GIVEN TEXT ::

********************

Arab women’s writing was slow to be translated from Arabic to English. Eighteenth and 19th century Orientalists focused largely on canonizing medieval men. Certainly, their writing was better preserved and thus more available to Western academics than women’s, yet even prolific female writers like Aisha al-Ba’uniyya (1456-1517) were largely overlooked. This pattern held for most of the 20th century, and many gifted female writers from the Middle East — Layla Ba’albakki, Samira Azzam, Saniyya Salih — still have no book-length translation in English.
Naturally, the same can be said for some brilliant men. Yet for most of the 20th century, the books translated from Arabic to English were written by men. Their protagonists were also, largely, men.
The first big crossover by a female author writing in Arabic came a few years before Naguib Mahfouz’s 1988 Nobel Prize in literature. It was a 1977 work of nonfiction by Egyptian doctor, researcher, and author Nawal El Saadawi, who died last month at the age of 89.
Forty years later, El Saadawi’s works are still widely taught in English-language universities. When, last year, Bhakti Shringarpure and Lily Saint polled professors of African literature about what they taught, the North African author whose name appeared most often was neither Naguib Mahfouz nor Tayeb Salih, nor was it a 21st century star like Laila Lalami or Leila Slimani. None were taught as much as Nawal El Saadawi. Poll respondents mentioned five of her books; she has more than 20 in translation.
In truth, El Saadawi has been an influential writer in Arabic. Yet as Amal Amireh notes in her classic essay “Framing Nawal El Saadawi,” the El Saadawi of Arabic-language readers is not the same one who appears in English.
Any reading is a chemical reaction between audience and text. Even if a translated book could “faithfully” mirror its original, the book would still appear differently to people with different cultural associations. If I expect women to be oppressed and men to be coarse and violent, then I’m more likely to find those things in a book — even if the translator hadn’t changed a hair on their heads.
Our readings are also influenced by cover design, jacket text, and social mediators: teachers, critics, influencers. All these things can subtly change how we read a book in translation. However, for several female characters translated from Arabic to English, the changes haven’t been subtle at all.
In both the United States and the United Kingdom, English-language publishing has what people call a “strong” editing culture. By contrast, Arabic editing culture is often called “weak.” Indeed, English has a more elaborate system of editorial control. And yes, you can often open an Arabic novel and find typos. However, the “strong” editing culture of the U.S. and the U.K. also means readers are more likely to find their translations altered.

********************

THE PROBLEM :: According to the passage on translating Arab women's writing into English, in what year did Nawal El Saadawi's nonfiction work, the first big crossover by a female author writing in Arabic, appear?

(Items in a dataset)

********************

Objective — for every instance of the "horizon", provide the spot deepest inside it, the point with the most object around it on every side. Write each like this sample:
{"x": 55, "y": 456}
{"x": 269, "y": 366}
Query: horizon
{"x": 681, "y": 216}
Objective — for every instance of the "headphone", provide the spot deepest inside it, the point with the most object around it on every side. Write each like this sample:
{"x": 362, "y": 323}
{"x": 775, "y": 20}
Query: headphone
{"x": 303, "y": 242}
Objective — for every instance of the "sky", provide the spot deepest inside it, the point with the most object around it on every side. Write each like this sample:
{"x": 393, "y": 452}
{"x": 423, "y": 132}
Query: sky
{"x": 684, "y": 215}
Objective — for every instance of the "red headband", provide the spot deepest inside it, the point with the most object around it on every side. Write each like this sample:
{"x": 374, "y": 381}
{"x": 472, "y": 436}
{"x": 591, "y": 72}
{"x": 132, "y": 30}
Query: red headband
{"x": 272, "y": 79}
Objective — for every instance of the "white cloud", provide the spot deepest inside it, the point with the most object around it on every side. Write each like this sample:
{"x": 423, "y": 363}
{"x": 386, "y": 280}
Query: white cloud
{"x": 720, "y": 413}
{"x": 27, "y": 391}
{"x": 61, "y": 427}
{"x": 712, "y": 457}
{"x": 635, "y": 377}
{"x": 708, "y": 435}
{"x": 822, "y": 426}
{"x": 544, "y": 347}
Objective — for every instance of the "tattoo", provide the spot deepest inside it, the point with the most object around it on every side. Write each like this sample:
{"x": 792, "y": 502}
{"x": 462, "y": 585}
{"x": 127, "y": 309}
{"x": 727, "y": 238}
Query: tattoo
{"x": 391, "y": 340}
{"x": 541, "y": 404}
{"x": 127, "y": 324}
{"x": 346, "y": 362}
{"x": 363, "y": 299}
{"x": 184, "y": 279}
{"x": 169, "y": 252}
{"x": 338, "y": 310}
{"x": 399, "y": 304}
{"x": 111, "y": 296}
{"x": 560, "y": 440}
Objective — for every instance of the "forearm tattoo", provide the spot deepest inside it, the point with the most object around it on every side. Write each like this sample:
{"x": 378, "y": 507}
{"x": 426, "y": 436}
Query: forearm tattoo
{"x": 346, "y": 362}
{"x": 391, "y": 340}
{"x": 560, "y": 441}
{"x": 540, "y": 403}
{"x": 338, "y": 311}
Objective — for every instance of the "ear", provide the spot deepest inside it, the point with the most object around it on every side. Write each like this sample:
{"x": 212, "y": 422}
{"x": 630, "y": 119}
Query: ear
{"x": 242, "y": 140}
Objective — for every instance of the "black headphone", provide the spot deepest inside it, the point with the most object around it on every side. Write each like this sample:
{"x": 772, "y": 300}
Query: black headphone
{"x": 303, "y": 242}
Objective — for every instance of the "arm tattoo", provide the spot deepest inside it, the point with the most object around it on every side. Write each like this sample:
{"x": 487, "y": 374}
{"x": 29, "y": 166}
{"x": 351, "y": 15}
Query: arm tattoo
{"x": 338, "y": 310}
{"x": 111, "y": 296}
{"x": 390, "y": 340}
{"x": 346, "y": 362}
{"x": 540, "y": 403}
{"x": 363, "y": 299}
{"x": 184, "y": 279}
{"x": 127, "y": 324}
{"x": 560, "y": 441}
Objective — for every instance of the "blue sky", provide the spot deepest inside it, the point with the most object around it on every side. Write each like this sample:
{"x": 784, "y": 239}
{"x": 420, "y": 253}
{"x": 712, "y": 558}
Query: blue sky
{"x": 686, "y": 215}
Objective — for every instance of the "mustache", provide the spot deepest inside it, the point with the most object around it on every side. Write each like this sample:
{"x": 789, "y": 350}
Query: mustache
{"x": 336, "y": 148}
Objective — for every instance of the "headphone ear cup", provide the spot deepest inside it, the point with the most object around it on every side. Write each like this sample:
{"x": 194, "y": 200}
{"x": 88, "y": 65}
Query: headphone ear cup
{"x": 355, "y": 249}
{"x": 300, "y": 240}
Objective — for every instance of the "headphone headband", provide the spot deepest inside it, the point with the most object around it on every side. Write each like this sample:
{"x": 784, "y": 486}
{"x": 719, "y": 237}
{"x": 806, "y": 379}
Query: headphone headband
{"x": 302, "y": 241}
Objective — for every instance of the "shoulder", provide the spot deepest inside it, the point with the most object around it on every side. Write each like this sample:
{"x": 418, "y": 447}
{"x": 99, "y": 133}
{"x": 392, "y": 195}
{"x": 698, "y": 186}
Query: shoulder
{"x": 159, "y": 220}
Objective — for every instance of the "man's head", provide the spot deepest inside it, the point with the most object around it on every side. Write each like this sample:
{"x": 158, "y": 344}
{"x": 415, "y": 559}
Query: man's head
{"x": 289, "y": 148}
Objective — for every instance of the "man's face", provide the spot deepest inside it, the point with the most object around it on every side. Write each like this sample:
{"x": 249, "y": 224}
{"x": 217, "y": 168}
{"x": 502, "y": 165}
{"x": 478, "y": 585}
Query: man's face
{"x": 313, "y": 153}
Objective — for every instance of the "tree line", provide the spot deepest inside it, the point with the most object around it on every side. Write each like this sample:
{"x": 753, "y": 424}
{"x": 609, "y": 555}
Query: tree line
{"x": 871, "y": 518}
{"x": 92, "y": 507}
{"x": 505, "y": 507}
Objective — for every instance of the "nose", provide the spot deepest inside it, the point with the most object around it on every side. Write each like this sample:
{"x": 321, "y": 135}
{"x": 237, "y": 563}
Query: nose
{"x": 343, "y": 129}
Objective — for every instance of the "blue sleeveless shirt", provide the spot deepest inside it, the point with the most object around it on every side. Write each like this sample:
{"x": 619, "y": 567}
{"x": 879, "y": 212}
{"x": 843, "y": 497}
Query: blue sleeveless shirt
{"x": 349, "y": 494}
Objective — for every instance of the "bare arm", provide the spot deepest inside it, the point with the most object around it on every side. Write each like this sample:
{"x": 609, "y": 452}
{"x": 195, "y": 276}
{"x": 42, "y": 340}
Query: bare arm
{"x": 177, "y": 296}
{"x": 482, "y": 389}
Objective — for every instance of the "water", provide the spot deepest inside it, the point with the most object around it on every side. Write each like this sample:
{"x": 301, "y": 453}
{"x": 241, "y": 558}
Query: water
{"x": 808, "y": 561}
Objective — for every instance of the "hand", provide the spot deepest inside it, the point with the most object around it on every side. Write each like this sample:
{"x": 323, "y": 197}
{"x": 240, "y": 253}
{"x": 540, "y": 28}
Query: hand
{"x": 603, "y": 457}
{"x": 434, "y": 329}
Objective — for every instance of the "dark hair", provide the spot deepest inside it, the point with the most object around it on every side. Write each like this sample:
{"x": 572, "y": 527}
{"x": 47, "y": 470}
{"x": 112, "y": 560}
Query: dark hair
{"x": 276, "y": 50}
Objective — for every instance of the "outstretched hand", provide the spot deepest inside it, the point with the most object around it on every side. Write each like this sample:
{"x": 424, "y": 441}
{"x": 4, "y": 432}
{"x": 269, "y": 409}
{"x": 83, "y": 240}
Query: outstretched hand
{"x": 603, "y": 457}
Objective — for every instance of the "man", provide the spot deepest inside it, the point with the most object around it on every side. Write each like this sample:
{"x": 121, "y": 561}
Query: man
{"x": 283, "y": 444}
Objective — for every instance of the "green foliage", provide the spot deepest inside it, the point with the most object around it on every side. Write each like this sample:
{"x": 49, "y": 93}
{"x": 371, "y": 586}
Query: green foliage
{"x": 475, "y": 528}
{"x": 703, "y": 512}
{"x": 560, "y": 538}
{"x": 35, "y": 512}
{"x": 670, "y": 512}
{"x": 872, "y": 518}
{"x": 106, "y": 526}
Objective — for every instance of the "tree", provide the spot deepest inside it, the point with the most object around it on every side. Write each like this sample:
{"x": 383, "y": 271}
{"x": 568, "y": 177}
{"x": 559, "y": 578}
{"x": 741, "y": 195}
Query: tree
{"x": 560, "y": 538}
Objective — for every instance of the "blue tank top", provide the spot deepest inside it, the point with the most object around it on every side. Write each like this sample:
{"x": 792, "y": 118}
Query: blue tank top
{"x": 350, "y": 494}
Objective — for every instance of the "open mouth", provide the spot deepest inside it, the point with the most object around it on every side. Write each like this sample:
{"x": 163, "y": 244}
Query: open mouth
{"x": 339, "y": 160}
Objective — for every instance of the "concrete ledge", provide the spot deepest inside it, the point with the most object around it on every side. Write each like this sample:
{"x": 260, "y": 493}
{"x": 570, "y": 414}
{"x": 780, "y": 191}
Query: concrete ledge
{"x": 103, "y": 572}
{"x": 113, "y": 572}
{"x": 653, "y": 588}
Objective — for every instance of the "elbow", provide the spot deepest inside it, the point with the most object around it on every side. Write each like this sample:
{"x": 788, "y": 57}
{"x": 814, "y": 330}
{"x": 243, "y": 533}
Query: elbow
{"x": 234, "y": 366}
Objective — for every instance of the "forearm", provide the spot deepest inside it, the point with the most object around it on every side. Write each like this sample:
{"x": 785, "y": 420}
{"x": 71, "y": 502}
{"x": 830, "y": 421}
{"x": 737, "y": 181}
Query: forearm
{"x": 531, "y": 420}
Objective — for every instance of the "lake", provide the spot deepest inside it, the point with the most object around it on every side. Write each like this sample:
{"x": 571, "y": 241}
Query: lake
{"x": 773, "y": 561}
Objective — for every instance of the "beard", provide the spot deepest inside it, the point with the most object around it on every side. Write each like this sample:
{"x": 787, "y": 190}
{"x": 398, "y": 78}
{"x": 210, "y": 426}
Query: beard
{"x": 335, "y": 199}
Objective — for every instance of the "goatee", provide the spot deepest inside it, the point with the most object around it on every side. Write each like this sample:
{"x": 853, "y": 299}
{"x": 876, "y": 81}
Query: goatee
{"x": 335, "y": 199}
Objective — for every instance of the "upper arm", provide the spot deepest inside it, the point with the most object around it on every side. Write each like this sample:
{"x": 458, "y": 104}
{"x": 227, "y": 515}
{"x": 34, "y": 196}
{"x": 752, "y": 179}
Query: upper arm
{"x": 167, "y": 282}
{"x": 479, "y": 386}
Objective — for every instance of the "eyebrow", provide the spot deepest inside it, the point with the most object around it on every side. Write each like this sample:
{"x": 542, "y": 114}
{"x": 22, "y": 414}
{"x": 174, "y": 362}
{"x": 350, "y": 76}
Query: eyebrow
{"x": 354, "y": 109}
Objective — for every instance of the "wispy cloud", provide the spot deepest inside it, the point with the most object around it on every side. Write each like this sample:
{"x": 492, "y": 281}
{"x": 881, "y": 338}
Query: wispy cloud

********************

RESULT FOR THIS EXERCISE :: 1977